WRITTEN EXERCISE: Reformat the rows below as a numbered list, omitting any blank lines.

EXCERPTED RECORDS:

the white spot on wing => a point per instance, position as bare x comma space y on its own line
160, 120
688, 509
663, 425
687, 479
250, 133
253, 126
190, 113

FINAL RESULT:
1. the white spot on wing => a point per instance, position as bare x comma space y on its own line
2. 160, 120
3. 688, 509
4. 663, 425
5. 687, 479
6. 250, 133
7. 253, 126
8. 190, 113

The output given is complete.